* **TASK TO COMPLETE**:
State how many lines in the rows below contain the word "forest". Reply with the number alone.

* **RECORDS SUPPLIED**:

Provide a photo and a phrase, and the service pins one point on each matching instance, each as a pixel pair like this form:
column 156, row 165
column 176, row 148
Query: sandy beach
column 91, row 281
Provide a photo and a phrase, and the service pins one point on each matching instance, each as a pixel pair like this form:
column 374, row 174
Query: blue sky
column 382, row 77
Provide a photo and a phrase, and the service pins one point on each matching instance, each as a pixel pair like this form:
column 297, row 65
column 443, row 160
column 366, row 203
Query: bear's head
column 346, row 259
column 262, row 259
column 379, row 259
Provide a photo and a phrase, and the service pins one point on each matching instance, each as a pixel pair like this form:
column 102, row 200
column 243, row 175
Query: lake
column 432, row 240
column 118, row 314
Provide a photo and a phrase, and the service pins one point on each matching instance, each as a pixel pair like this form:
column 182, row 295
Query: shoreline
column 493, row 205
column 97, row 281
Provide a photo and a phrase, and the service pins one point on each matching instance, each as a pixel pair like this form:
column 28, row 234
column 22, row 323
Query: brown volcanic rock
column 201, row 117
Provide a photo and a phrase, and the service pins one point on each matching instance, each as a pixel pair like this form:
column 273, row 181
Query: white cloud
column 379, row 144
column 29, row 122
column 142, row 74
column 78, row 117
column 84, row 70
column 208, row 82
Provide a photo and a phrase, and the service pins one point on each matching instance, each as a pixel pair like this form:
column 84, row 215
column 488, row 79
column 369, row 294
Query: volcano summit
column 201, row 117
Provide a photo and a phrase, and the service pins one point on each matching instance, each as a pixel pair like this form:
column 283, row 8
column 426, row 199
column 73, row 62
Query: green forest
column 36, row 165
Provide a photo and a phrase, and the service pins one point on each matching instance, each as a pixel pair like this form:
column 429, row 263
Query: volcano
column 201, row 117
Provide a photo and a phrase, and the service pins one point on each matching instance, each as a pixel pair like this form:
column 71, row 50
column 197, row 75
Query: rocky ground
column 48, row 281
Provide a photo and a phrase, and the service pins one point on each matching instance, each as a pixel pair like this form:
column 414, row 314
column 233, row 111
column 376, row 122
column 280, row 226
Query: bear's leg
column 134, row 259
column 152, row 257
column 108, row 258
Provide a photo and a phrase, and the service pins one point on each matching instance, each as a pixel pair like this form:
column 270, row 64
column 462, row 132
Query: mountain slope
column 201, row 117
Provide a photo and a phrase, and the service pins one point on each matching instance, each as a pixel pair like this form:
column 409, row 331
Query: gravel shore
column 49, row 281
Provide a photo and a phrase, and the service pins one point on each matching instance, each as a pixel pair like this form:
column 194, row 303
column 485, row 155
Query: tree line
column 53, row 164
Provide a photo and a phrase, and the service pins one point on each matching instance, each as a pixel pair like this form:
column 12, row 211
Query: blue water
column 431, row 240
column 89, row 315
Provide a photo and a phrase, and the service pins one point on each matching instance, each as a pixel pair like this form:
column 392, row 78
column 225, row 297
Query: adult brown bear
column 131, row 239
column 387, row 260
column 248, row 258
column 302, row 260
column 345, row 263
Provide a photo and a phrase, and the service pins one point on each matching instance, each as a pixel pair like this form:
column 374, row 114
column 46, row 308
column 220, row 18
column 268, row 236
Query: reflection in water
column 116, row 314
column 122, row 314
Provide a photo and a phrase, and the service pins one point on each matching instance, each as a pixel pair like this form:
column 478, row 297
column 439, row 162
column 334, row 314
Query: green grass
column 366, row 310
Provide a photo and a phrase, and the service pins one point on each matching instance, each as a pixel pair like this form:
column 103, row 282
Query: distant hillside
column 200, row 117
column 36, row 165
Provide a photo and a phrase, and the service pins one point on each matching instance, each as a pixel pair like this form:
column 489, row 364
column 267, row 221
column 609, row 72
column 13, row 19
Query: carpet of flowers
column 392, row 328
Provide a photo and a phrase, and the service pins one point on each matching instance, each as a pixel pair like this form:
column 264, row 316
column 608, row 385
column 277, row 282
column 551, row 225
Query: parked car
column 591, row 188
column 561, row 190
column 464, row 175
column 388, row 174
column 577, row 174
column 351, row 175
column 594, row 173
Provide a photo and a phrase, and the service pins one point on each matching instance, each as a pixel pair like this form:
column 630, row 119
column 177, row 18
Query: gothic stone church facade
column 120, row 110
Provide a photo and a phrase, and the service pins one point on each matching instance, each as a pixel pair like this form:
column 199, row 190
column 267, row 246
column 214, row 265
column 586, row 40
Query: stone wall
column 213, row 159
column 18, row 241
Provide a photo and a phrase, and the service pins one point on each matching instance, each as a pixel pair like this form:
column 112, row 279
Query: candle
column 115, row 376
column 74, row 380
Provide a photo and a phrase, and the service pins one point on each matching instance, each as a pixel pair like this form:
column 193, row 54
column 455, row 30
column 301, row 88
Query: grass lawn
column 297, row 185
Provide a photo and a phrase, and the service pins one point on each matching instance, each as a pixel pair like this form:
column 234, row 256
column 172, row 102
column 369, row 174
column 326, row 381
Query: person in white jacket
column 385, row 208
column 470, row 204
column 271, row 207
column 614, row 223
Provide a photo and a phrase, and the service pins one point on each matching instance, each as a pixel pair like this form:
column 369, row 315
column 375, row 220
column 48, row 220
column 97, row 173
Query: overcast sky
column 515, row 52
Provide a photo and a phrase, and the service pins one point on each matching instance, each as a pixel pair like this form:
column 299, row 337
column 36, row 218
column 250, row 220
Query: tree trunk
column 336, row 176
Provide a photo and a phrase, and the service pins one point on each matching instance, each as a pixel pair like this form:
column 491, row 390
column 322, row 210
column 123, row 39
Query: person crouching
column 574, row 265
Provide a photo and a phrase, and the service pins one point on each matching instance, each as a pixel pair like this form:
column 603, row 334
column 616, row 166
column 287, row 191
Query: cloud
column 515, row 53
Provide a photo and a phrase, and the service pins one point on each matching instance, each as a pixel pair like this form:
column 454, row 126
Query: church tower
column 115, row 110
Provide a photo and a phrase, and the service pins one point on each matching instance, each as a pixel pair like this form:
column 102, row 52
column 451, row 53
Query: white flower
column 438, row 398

...

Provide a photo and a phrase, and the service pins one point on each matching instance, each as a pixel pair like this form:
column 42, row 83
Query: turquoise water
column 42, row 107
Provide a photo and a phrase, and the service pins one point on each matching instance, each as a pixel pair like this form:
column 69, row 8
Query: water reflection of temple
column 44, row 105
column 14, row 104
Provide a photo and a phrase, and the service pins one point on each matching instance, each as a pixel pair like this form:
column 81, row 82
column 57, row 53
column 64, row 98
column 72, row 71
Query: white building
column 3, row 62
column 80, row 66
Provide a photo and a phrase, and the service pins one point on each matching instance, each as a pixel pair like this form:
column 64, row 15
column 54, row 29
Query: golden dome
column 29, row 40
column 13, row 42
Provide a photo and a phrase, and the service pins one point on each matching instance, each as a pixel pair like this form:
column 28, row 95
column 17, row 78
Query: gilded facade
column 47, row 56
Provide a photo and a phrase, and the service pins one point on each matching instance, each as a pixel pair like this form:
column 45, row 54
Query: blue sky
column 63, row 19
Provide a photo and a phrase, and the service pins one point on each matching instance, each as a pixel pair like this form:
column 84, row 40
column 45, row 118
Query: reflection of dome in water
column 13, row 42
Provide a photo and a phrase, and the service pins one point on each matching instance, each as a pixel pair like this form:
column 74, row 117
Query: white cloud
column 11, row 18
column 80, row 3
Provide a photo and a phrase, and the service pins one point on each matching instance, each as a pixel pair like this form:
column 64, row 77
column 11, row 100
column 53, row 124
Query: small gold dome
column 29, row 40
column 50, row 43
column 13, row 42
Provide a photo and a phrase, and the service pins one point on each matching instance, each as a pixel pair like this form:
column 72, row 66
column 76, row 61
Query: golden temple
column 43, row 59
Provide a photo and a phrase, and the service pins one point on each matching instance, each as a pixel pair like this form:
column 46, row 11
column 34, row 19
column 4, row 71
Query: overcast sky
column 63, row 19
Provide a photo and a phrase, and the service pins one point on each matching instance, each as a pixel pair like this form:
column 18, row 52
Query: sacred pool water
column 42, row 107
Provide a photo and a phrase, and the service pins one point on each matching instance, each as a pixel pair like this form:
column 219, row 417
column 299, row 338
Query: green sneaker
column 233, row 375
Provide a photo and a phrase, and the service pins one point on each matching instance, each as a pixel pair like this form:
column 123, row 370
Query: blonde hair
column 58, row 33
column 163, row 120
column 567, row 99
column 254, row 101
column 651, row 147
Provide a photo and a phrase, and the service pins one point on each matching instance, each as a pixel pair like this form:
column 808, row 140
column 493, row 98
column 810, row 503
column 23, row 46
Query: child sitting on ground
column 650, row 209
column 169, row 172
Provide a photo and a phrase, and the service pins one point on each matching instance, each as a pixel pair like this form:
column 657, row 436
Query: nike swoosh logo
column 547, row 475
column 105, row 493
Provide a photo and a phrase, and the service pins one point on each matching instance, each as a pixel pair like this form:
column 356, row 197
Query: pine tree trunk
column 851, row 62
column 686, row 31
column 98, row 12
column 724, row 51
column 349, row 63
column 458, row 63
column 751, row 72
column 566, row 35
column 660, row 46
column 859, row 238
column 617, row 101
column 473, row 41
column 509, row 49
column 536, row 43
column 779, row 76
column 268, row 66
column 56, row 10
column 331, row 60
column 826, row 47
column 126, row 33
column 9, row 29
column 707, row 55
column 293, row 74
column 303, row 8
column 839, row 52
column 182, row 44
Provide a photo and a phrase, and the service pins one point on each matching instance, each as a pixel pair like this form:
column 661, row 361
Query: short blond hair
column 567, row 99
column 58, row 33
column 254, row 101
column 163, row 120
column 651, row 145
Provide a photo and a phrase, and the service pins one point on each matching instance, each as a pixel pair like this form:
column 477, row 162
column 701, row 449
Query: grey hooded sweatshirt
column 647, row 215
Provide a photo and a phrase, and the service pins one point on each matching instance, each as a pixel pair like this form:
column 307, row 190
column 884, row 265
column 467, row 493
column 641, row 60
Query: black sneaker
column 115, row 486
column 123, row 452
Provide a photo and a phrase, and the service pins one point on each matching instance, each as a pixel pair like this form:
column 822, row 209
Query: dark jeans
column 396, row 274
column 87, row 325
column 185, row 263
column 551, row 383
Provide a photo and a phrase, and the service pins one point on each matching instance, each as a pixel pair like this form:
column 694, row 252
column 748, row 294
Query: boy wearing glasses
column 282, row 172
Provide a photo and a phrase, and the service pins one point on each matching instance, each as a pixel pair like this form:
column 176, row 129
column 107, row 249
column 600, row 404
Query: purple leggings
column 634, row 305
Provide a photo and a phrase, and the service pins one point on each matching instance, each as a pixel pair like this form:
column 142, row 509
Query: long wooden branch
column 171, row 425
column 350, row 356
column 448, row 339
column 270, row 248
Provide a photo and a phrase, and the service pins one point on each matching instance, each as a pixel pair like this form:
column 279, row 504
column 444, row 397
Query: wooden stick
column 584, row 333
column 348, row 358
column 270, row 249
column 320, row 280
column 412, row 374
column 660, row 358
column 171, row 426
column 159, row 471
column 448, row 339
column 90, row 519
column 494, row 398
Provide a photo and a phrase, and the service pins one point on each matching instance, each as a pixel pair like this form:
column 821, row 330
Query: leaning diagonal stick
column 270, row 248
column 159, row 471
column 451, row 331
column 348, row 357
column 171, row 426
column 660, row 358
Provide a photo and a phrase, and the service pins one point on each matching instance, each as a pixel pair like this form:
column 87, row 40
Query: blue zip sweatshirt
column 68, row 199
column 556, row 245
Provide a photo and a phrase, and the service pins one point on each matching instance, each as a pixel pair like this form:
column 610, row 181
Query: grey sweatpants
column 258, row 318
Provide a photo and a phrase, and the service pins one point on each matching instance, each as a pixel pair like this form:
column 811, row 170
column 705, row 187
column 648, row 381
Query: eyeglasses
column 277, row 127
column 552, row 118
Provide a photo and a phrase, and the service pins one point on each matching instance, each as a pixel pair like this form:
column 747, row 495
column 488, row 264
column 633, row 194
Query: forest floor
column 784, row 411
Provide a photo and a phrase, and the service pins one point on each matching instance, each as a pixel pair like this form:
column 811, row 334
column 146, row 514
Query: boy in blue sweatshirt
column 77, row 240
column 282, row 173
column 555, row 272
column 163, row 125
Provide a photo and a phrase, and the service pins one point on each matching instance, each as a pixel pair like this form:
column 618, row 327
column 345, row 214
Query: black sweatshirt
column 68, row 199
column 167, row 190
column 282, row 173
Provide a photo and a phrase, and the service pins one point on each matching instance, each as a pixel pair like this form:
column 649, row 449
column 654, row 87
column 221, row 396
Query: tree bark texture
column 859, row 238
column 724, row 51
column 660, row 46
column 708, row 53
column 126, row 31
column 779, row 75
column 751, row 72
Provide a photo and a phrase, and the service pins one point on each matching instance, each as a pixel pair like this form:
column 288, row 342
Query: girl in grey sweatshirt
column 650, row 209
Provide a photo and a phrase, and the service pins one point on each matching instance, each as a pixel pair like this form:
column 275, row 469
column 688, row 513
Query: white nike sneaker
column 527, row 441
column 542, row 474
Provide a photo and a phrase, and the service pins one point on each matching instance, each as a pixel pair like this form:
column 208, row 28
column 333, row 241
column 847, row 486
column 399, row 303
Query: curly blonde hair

* **TASK RESULT**:
2